__Job__. All records should be reproduced verbatim.

Data records
* * * * * * *

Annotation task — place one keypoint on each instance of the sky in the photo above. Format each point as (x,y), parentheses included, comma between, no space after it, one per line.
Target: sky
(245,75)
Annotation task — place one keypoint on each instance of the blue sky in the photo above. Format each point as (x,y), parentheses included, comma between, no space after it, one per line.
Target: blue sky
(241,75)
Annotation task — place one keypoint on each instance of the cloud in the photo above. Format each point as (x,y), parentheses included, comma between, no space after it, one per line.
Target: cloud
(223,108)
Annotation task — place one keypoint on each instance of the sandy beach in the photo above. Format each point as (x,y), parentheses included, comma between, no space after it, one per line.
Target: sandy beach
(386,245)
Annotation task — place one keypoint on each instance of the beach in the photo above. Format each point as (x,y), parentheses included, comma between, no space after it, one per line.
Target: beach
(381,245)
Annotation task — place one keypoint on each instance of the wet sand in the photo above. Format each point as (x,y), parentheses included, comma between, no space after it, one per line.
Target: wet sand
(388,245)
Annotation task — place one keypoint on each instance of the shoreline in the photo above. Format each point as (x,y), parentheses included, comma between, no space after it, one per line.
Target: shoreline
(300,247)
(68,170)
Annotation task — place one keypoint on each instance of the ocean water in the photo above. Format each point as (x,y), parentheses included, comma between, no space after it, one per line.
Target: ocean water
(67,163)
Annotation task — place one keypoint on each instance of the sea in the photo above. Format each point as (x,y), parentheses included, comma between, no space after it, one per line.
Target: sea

* * * * * * *

__Answer to this problem__.
Annotation task — place one keypoint on each instance of the sky in the photo above. Format each point as (x,y), parentheses included, comma between, no space after it, one per line.
Target: sky
(245,75)
Annotation task — place one keypoint on each instance of the blue sky in the photo above. Format each point as (x,y), parentheses included, comma between, no space after it, one per line.
Target: blue sky
(241,75)
Annotation task — place one keypoint on each instance of the cloud in the photo above. Format each point as (x,y), parentheses included, comma between, no space after it, one per line.
Target: cloud
(223,108)
Annotation task — place one keypoint on each instance of the sandy beach in the photo above. Format each point as (x,y), parentheses included, comma between, no space after it, one per line.
Target: sandy beach
(386,245)
Annotation task — place one keypoint on each instance of the beach in the photo above. Format each point as (x,y), parentheses included, comma between, no space after it, one per line.
Target: beach
(381,245)
Annotation task — place one keypoint on each instance of the wet sand in the photo above. Format each point as (x,y), parentheses included, comma between, no space after it, one per line.
Target: wet sand
(388,245)
Annotation task — place one keypoint on each instance of the shoreline in the photo above. Format each point as (x,y), parentheses included, comma between, no space after it, one per line.
Target: shoreline
(300,247)
(68,170)
Annotation task — place one keypoint on each instance of the ocean water in the photo above. Format each point as (x,y), parentheses included, comma between, no space after it, one per line.
Target: ocean water
(67,163)
Annotation task — place one keypoint on each instance of the sea in the photo above. Format each point as (x,y), parentheses included, comma between, no space after it, one per line.
Target: sea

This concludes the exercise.